PERINTAH TUGAS>
Tuliskan ulang tanpa perubahan sedikit pun bagian teks tentang Pura Goa Gajah dari "Meskipun demikian, tempat" sampai "dengan Sungai Petanu.".

KUTIPAN TEKS>
Baca Juga Pariwisata Bali Berharap Berkah Lebaran |
---|
Pura Goa Gajah memiliki makna spiritual yang sangat besar bagi umat Hindu dan Buddha. Nama candi yang jika diterjemahkan berarti Gua Gajah ini diperkirakan berasal dari Sungai Petanu di dekatnya, yang airnya pernah mengalir melalui kompleks candi dan menyerupai bentuk gajah.
Kompleks candi juga menawarkan taman-taman cantik dan jalan setapak yang berkelok-kelok melintasi lanskap tropis. Patung dewa, dewi, dan makhluk mitos memenuhi jalan setapak yang terlihat luar biasa. Alam sekitar memberikan rasa ketenangan, memungkinkan pengunjung untuk membenamkan diri dalam spiritualitas yang meresapi situs tersebut.
Dalam beberapa tahun terakhir, upaya telah dilakukan untuk melestarikan dan melindungi signifikansi sejarah dan budaya Pura Goa Gajah. Situs ini ditambahkan ke Daftar Sementara Warisan Dunia UNESCO pada 19 Oktober 1995, namun ditarik dari daftar pada tahun 2015.
Meskipun demikian, tempat ini masih menjadi situs misterius yang wajib dikunjungi di Bali.
Situs Pura Goa Gajah Sebagai Tempat Peribadatan Umat Hindu
Dikutip dari laman kemdikbud, Goa Gajah adalah goa buatan yang berfungsi seperti tempat ibadah. Gua ini terletak di Desa Bedulu, Kecamatan Blahbatu, Kabupaten Gianyar, Bali. Dalam kitab lontar Negarakertagama yang disusun oleh Mpu Prapanca pada tahun 1365 M terdapat literatur Lwa Gajah (Lwa atau Lwah/Loh) yang berarti sungai gajah. Sungai yang terletak di depan candi yang sekarang dikenal dengan Sungai Petanu.
Penemuan Goa Gajah berawal dari laporan pejabat Hindia Belanda, LC. Heyting pada tahun 1923 yang menemukan arca Ganesha, Trilingga serta arca Hariti kepada pemerintah Hindia Belanda.
Hal tersebut di tindak lanjuti oleh Dr. WF. Stuterhiem untuk mengadakan penelitian lanjut pada tahun 1925. Pada tahun 1950 Dinas Purbakala RI melalui seksi-seksi bangunan purbakala di Bali yang dipimpin oleh J.L Krijgman melakukan penelitian dan penggalian pada tahun 1954 sampai tahun 1979 dan ditemukanlah tempat petirtaan kuno dengan 6 buah patung wanita dengan pancuran air di dada dan sampai sekarang keberadaanya bisa dipercaya bisa memberikan vibrasi penyucian aura bagi pengunjung. Pada tahun 1931 Mr. Conrat Spies menemukan pula peningalan yang cukup penting di komplek “tukad pangkung” berupa stupa bercabang tiga yang terpahat pada dinding batu yang telah runtuh tergeletak didasar tukad pangkung.

DAFTAR MATERI>
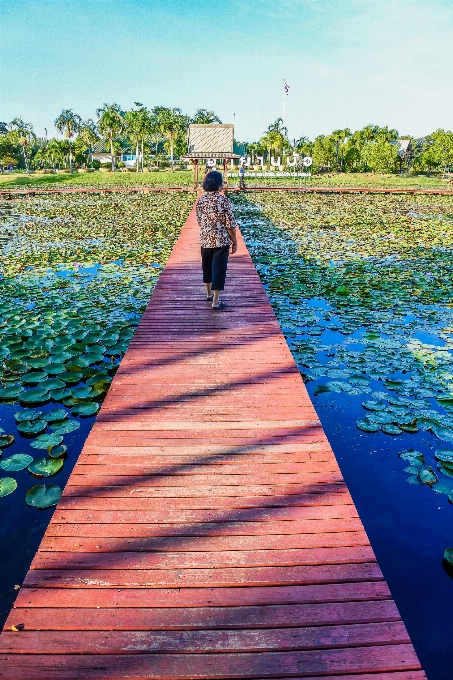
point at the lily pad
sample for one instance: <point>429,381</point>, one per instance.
<point>427,476</point>
<point>43,496</point>
<point>12,392</point>
<point>373,405</point>
<point>444,455</point>
<point>58,451</point>
<point>444,433</point>
<point>391,429</point>
<point>367,426</point>
<point>64,426</point>
<point>45,441</point>
<point>45,467</point>
<point>6,440</point>
<point>32,427</point>
<point>71,377</point>
<point>29,414</point>
<point>34,377</point>
<point>36,396</point>
<point>84,392</point>
<point>16,462</point>
<point>56,414</point>
<point>7,486</point>
<point>88,408</point>
<point>445,469</point>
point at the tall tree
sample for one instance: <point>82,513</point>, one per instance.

JAWABAN>
Meskipun demikian, tempat ini masih menjadi situs misterius yang wajib dikunjungi di Bali.
Situs Pura Goa Gajah Sebagai Tempat Peribadatan Umat Hindu
Dikutip dari laman kemdikbud, Goa Gajah adalah goa buatan yang berfungsi seperti tempat ibadah. Gua ini terletak di Desa Bedulu, Kecamatan Blahbatu, Kabupaten Gianyar, Bali. Dalam kitab lontar Negarakertagama yang disusun oleh Mpu Prapanca pada tahun 1365 M terdapat literatur Lwa Gajah (Lwa atau Lwah/Loh) yang berarti sungai gajah. Sungai yang terletak di depan candi yang sekarang dikenal dengan Sungai Petanu.